Please quote the material below word for word, leaving out the pictures.

[Data drawn from a collection]
-- Opening Marker --
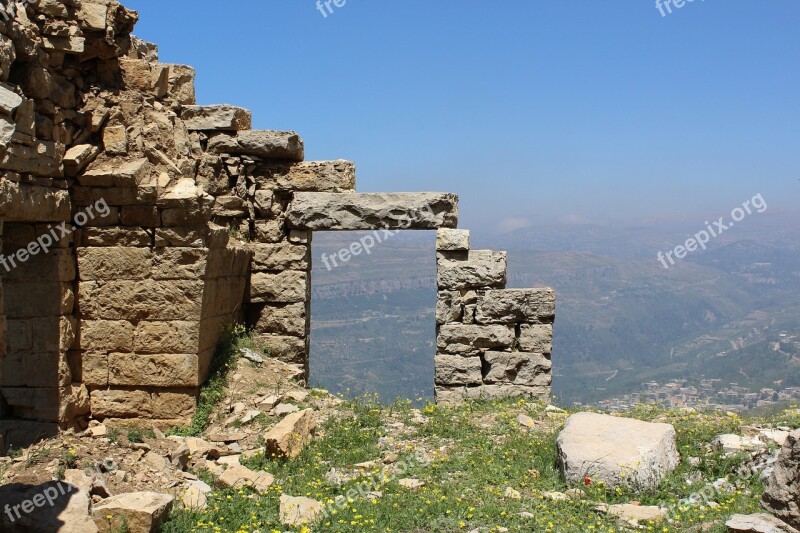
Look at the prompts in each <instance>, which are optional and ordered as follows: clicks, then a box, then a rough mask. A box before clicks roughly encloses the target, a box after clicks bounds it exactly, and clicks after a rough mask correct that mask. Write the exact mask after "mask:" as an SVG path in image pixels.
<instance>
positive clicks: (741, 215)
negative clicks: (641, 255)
mask: <svg viewBox="0 0 800 533" xmlns="http://www.w3.org/2000/svg"><path fill="white" fill-rule="evenodd" d="M766 210H767V202H766V201H765V200H764V197H763V196H761V194H760V193H759V194H757V195H755V196H753V197H752V198H751V199H750V200H747V201H746V202H745V203H743V204H742V206H741V207H736V208H734V209H733V211H731V215H730V221H728V220H726V219H725V217H719V220H717V221H716V222H714V223H713V224H710V223H709V222H708V221H706V228H705V229H703V230H700V231H698V232H697V233H695V235H694V236H693V237H689V238H688V239H686V242H685V243H683V244H680V245H678V246H676V247H675V248H674V249H672V250H670V251H668V252H658V254H656V257H657V258H658V261H659V262H660V263H661V264H662V265H663V266H664V268H669V267H670V266H672V265H674V264H675V259H683V258H685V257H686V256H687V255H688V254H689V253H691V252H696V251H697V249H698V248H702V249H703V250H705V249H706V248H707V245H708V243H709V242H711V239H712V238H716V237H719V236H720V235H722V234H723V233H724V232H726V231H728V230H729V229H731V228H732V227H733V226H734V224H736V223H737V222H741V221H742V220H744V219H745V217H747V216H748V215H752V214H753V213H763V212H764V211H766ZM673 256H674V257H673ZM667 261H669V264H667Z"/></svg>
-- Closing Marker --
*RESPONSE BELOW*
Look at the prompts in each <instance>, which are optional and ordered as follows: clicks, then a box, then a rough mask. A box before clicks roughly encloses the target, a box after clicks bounds it exactly, and clicks after a rough mask correct that mask. Write the exact mask after "mask:" as an SVG path in image pixels.
<instance>
positive clicks: (741, 215)
negative clicks: (641, 255)
mask: <svg viewBox="0 0 800 533" xmlns="http://www.w3.org/2000/svg"><path fill="white" fill-rule="evenodd" d="M766 210H767V202H766V201H765V200H764V197H763V196H761V194H760V193H759V194H757V195H755V196H753V197H752V198H751V199H750V200H747V201H746V202H745V203H743V204H742V206H741V207H736V208H734V209H733V211H731V215H730V221H728V220H726V219H725V217H719V220H717V221H716V222H714V223H713V224H710V223H709V222H708V221H706V228H705V229H703V230H700V231H698V232H697V233H695V235H694V236H693V237H689V238H688V239H686V242H685V243H683V244H680V245H678V246H676V247H675V248H674V249H672V250H670V251H668V252H658V254H656V257H657V258H658V261H659V262H660V263H661V264H662V265H663V266H664V268H669V267H670V266H672V265H674V264H675V259H683V258H685V257H686V256H687V255H688V254H689V253H691V252H696V251H697V249H698V248H702V249H703V250H705V249H706V248H707V245H708V243H709V242H711V239H712V238H716V237H719V236H720V235H722V234H723V233H724V232H726V231H728V230H729V229H731V228H732V227H733V226H734V224H736V223H737V222H741V221H742V220H744V219H745V217H747V216H748V215H752V214H753V213H763V212H764V211H766ZM673 256H674V257H673ZM667 261H669V264H667Z"/></svg>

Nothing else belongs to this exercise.